==== GIVEN DATA

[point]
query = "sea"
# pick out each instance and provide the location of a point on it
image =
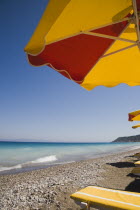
(16, 157)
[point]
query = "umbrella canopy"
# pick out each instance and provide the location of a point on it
(90, 42)
(134, 116)
(136, 126)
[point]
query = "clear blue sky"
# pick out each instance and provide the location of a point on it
(39, 103)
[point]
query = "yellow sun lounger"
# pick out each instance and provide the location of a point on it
(136, 171)
(99, 197)
(137, 155)
(137, 163)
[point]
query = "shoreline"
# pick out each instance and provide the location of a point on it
(22, 168)
(51, 187)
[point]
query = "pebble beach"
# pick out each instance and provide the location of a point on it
(51, 188)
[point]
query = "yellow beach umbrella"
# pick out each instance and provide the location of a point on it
(134, 116)
(92, 42)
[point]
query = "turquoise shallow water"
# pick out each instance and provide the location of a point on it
(23, 156)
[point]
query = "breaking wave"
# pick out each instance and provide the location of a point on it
(44, 159)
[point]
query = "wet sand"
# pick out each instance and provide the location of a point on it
(51, 188)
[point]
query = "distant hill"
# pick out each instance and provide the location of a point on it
(128, 139)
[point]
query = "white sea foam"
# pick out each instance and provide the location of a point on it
(10, 168)
(44, 159)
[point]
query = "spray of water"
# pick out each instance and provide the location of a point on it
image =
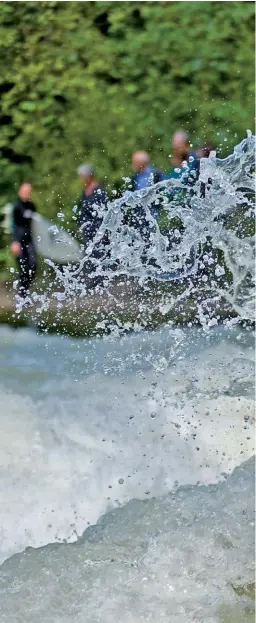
(201, 243)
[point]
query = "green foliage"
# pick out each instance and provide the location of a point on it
(92, 81)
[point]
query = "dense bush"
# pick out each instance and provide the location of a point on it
(92, 81)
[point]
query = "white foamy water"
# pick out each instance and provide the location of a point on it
(81, 435)
(151, 435)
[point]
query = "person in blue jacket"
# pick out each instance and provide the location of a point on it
(185, 163)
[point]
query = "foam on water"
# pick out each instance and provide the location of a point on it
(140, 431)
(68, 436)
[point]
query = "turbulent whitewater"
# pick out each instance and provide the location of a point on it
(127, 470)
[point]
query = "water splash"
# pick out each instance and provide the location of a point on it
(202, 243)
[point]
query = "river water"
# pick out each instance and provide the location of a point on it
(159, 454)
(127, 470)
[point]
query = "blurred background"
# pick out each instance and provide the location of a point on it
(94, 81)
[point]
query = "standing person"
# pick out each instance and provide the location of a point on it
(184, 162)
(204, 150)
(92, 206)
(22, 246)
(144, 174)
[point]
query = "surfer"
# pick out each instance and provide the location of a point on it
(22, 246)
(93, 203)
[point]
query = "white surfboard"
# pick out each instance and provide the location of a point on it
(53, 242)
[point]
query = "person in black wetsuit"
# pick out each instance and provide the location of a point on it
(22, 246)
(93, 203)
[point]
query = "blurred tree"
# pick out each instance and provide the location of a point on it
(93, 81)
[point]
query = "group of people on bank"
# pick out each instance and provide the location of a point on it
(184, 164)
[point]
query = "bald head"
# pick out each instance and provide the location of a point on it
(180, 144)
(140, 160)
(25, 191)
(86, 173)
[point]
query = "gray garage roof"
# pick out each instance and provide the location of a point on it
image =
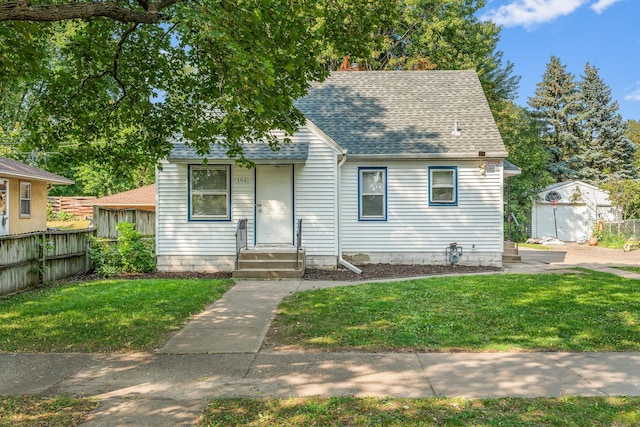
(404, 113)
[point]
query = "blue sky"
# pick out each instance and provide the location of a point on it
(604, 33)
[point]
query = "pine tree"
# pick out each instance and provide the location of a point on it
(605, 151)
(555, 105)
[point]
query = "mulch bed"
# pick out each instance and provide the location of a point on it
(369, 271)
(391, 271)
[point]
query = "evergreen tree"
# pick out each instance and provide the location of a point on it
(633, 133)
(605, 153)
(521, 135)
(555, 105)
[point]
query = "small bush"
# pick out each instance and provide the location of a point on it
(59, 216)
(130, 254)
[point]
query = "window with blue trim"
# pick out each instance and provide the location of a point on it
(209, 190)
(372, 189)
(443, 185)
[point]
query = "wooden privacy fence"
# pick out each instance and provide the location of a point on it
(626, 228)
(105, 220)
(71, 205)
(28, 260)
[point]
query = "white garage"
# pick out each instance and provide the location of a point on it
(568, 211)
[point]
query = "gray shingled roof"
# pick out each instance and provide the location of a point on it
(404, 113)
(297, 150)
(15, 169)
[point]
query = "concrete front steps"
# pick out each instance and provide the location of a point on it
(270, 263)
(510, 253)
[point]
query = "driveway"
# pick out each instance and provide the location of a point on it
(580, 255)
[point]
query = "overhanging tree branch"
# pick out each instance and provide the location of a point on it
(24, 10)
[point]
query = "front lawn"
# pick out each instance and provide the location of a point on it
(349, 411)
(18, 411)
(632, 269)
(581, 311)
(103, 316)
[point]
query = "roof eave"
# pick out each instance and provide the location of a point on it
(435, 156)
(61, 181)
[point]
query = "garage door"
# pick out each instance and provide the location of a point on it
(572, 220)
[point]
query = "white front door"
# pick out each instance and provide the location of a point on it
(4, 208)
(274, 204)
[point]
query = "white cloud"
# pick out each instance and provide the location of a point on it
(531, 12)
(601, 5)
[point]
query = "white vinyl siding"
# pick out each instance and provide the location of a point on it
(414, 226)
(314, 201)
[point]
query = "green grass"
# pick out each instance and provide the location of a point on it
(582, 311)
(632, 269)
(103, 316)
(349, 411)
(22, 411)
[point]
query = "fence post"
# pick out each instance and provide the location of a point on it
(43, 259)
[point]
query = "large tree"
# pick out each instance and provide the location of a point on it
(555, 104)
(605, 151)
(145, 72)
(441, 34)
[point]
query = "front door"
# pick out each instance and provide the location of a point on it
(4, 208)
(274, 204)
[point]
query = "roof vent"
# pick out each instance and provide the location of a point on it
(456, 130)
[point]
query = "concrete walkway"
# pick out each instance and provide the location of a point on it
(218, 355)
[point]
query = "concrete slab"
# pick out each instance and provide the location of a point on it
(145, 412)
(613, 373)
(216, 340)
(486, 375)
(339, 374)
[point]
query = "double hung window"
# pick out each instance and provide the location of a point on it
(210, 191)
(372, 188)
(443, 185)
(25, 199)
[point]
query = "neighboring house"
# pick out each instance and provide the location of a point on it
(568, 211)
(23, 197)
(391, 167)
(136, 206)
(143, 198)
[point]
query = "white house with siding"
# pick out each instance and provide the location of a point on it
(569, 210)
(391, 167)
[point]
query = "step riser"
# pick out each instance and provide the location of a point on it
(270, 264)
(270, 256)
(268, 274)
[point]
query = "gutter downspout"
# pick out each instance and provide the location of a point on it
(341, 260)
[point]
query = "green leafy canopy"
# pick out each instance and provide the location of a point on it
(145, 73)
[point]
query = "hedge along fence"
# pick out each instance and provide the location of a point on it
(105, 221)
(626, 229)
(28, 260)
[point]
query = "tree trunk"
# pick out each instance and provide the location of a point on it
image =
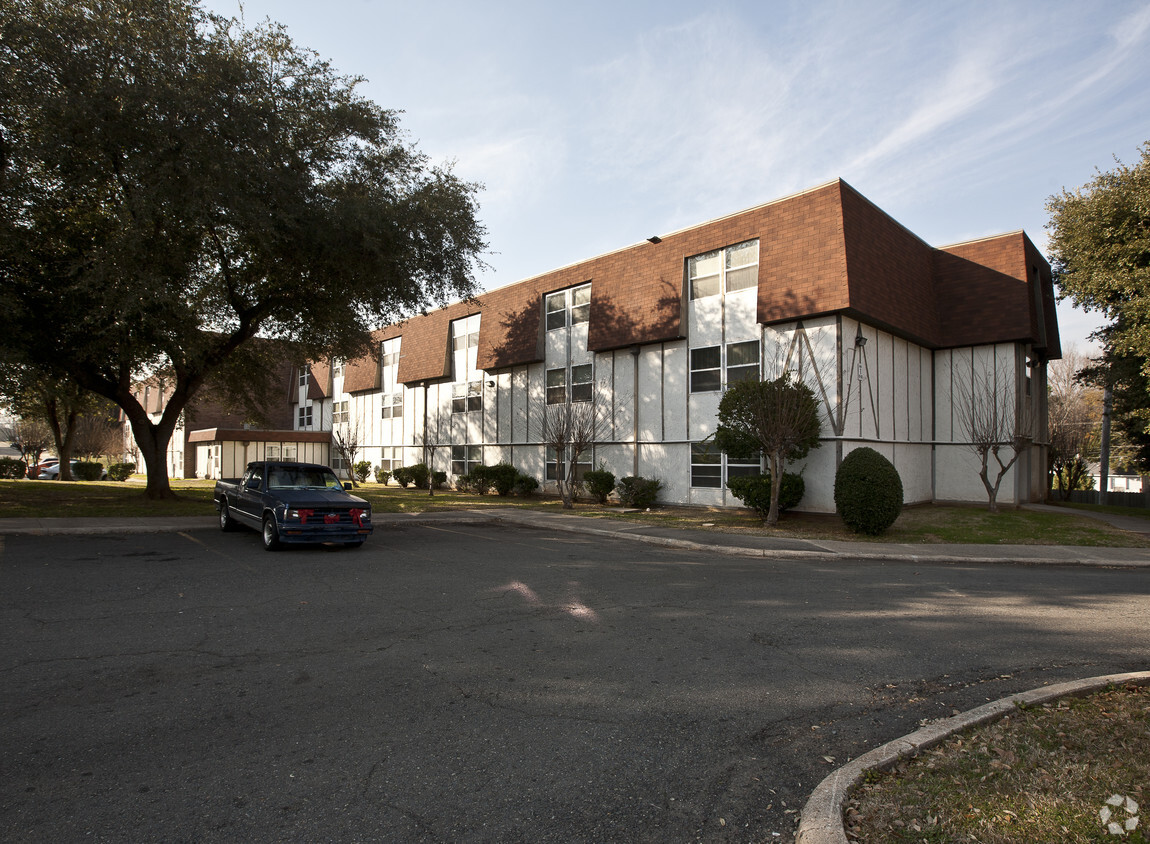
(775, 466)
(153, 440)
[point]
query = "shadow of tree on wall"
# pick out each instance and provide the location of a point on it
(787, 306)
(614, 325)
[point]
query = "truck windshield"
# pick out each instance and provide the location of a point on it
(304, 480)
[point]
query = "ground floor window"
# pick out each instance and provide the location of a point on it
(558, 472)
(391, 458)
(711, 468)
(465, 458)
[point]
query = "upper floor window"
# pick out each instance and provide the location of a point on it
(467, 397)
(741, 362)
(581, 381)
(568, 307)
(393, 405)
(728, 269)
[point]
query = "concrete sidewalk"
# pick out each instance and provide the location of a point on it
(712, 542)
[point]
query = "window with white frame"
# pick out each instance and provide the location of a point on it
(706, 369)
(729, 269)
(393, 405)
(568, 307)
(738, 361)
(391, 457)
(558, 472)
(467, 397)
(711, 468)
(465, 458)
(557, 386)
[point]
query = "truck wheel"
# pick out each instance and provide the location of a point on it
(225, 521)
(270, 534)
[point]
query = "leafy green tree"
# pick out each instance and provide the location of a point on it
(173, 185)
(777, 419)
(1099, 245)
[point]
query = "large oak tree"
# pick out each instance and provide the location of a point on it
(174, 184)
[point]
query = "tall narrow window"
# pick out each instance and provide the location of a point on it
(706, 466)
(582, 383)
(706, 369)
(557, 386)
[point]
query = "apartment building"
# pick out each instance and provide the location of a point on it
(894, 337)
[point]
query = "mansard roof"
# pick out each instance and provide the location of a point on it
(823, 251)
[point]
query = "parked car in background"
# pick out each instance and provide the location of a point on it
(53, 472)
(35, 469)
(293, 503)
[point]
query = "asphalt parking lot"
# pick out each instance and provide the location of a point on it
(476, 683)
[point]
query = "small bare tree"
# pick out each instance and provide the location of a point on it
(779, 419)
(31, 435)
(570, 429)
(996, 421)
(346, 439)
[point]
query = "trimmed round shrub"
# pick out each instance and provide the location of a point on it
(420, 475)
(754, 491)
(526, 485)
(121, 472)
(599, 483)
(87, 472)
(868, 491)
(503, 477)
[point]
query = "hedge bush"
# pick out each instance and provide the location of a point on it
(639, 492)
(868, 491)
(121, 472)
(84, 470)
(503, 477)
(599, 483)
(526, 485)
(754, 491)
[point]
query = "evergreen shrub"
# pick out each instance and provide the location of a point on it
(754, 491)
(868, 491)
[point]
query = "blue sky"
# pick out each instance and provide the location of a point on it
(596, 125)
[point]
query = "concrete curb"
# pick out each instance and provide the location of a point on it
(822, 815)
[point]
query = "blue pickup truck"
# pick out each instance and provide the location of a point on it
(293, 503)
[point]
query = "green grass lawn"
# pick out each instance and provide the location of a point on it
(924, 523)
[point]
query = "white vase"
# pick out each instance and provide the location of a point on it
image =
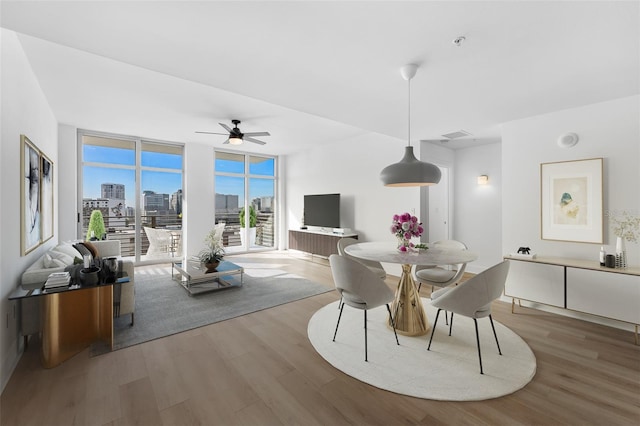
(621, 253)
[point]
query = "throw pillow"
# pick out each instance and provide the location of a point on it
(52, 262)
(92, 248)
(83, 250)
(66, 248)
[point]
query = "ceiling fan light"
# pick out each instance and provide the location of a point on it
(410, 172)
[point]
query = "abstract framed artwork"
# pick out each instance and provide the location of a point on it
(571, 201)
(46, 197)
(30, 227)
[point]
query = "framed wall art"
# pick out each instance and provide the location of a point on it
(571, 201)
(46, 197)
(31, 231)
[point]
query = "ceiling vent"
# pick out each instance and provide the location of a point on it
(457, 134)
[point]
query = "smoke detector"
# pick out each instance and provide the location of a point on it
(459, 41)
(457, 134)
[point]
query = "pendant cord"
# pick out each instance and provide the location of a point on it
(409, 110)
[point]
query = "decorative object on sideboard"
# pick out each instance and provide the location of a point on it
(410, 171)
(90, 276)
(626, 227)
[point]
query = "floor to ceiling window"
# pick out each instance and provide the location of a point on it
(137, 186)
(250, 220)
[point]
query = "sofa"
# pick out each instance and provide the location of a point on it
(58, 259)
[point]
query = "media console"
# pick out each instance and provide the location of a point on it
(316, 242)
(577, 285)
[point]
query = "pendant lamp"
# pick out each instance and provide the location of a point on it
(410, 171)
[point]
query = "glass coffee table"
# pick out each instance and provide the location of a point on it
(196, 278)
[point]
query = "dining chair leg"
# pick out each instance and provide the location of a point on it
(339, 316)
(433, 329)
(475, 321)
(393, 324)
(495, 335)
(365, 335)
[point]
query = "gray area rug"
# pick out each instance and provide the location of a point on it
(163, 306)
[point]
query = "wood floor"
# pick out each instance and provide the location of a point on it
(260, 369)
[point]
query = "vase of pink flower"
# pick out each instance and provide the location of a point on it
(406, 226)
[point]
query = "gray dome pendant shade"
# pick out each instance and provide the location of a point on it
(410, 171)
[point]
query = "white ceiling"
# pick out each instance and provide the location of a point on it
(323, 72)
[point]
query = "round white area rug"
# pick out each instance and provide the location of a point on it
(450, 371)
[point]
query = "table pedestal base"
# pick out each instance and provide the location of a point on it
(407, 308)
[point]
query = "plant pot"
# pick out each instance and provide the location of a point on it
(89, 276)
(211, 265)
(252, 237)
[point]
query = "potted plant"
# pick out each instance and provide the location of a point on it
(212, 255)
(253, 220)
(96, 229)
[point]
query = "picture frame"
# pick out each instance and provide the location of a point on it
(30, 226)
(571, 207)
(46, 197)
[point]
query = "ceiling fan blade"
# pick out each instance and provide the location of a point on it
(250, 139)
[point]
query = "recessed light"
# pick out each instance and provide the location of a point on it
(458, 41)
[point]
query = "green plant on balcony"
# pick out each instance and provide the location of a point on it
(253, 217)
(96, 229)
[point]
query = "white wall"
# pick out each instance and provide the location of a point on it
(24, 111)
(68, 174)
(352, 168)
(477, 213)
(198, 196)
(610, 130)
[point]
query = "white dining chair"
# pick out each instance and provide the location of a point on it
(472, 299)
(360, 288)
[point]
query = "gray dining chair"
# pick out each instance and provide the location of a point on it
(375, 267)
(360, 288)
(472, 299)
(439, 276)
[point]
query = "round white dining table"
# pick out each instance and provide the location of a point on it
(409, 315)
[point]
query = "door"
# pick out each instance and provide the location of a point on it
(439, 208)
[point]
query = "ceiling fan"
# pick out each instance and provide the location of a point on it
(236, 137)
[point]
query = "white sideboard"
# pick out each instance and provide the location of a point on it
(577, 285)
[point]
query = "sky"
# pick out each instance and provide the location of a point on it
(170, 180)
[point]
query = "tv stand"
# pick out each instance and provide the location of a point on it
(316, 242)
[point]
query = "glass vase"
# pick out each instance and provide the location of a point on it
(621, 253)
(404, 245)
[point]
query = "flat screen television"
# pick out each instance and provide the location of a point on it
(322, 210)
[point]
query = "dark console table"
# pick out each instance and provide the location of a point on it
(315, 242)
(74, 317)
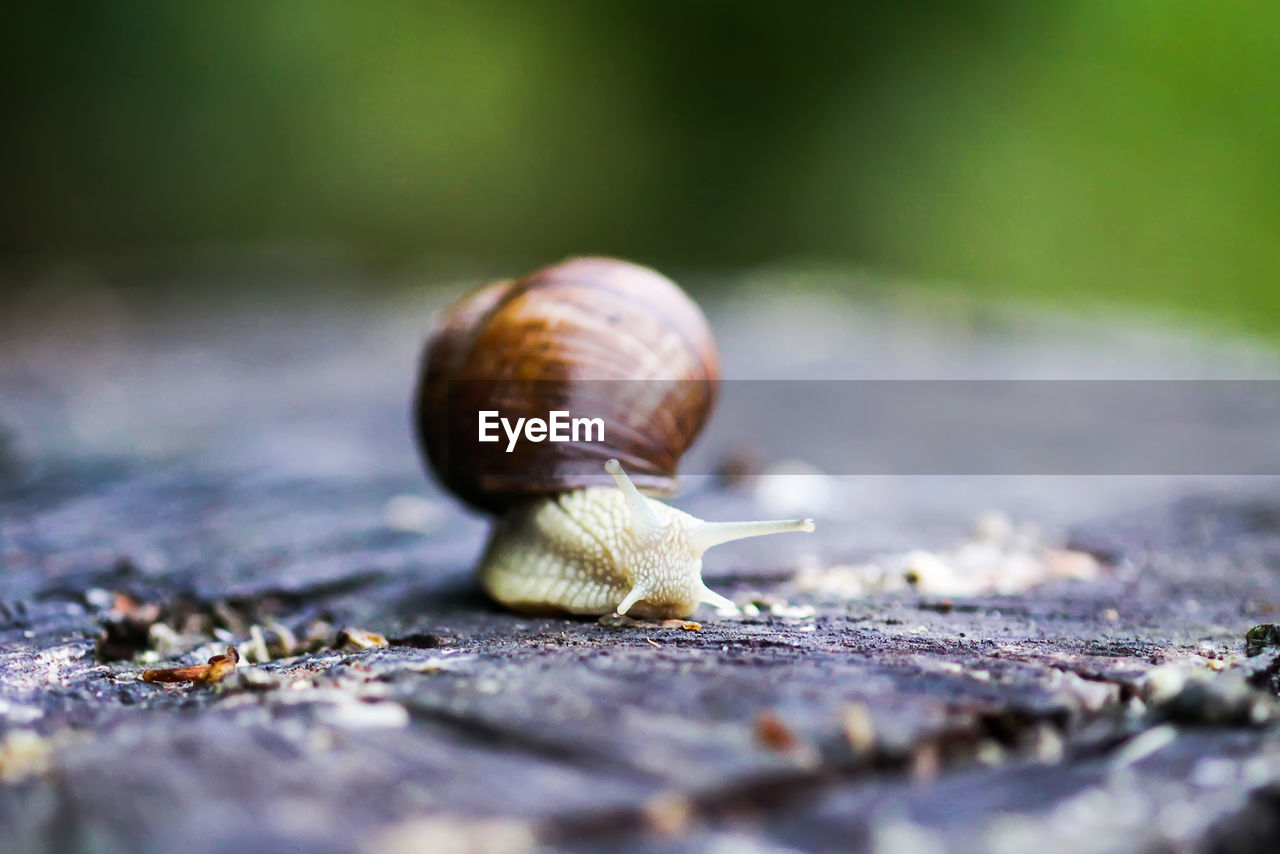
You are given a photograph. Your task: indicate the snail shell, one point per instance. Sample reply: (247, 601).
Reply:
(595, 337)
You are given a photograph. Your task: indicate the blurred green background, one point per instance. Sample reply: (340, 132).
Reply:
(1073, 151)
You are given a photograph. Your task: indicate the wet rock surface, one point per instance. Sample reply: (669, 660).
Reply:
(149, 520)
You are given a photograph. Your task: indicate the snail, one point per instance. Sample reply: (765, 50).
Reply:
(595, 337)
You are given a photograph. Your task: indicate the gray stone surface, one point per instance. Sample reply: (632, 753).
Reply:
(193, 478)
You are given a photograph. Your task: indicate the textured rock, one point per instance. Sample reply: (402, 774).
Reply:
(268, 506)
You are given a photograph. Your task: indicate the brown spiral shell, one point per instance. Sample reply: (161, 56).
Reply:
(593, 336)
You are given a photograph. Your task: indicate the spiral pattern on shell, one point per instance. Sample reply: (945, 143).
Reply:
(590, 336)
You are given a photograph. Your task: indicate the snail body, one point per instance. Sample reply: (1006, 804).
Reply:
(597, 336)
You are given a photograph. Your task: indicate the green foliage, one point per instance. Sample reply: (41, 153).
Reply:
(1068, 150)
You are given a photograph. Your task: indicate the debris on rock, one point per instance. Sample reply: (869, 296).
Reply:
(1261, 638)
(999, 557)
(218, 668)
(356, 639)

========

▶ [WHAT TO PRODUCE]: Print again the material above, limited to the lines from the one holding "You are given a photograph. Your task: indicate the brown" through the last, inclusive.

▶ [RESULT]:
You are given a photograph. Your task: indicate the brown spiral shell, one point per instance. Sample reply: (161, 56).
Reply:
(593, 336)
You are given a photograph. Your task: indicate the spiral pattern on shell, one point per instance. Sample reply: (945, 143).
Reply:
(590, 336)
You are given a photograph. Your task: indicate the snail body, one point per instance. Sample reply: (1006, 804).
Reply:
(597, 336)
You are given a photograph. Your task: indicate the green foliage, one point per instance. Sample reply: (41, 153).
Reply:
(1068, 150)
You are given a photograph. Your task: indicate the debris on rock, one point per instance. Sample reply: (869, 296).
Reply:
(1261, 638)
(999, 557)
(218, 668)
(356, 639)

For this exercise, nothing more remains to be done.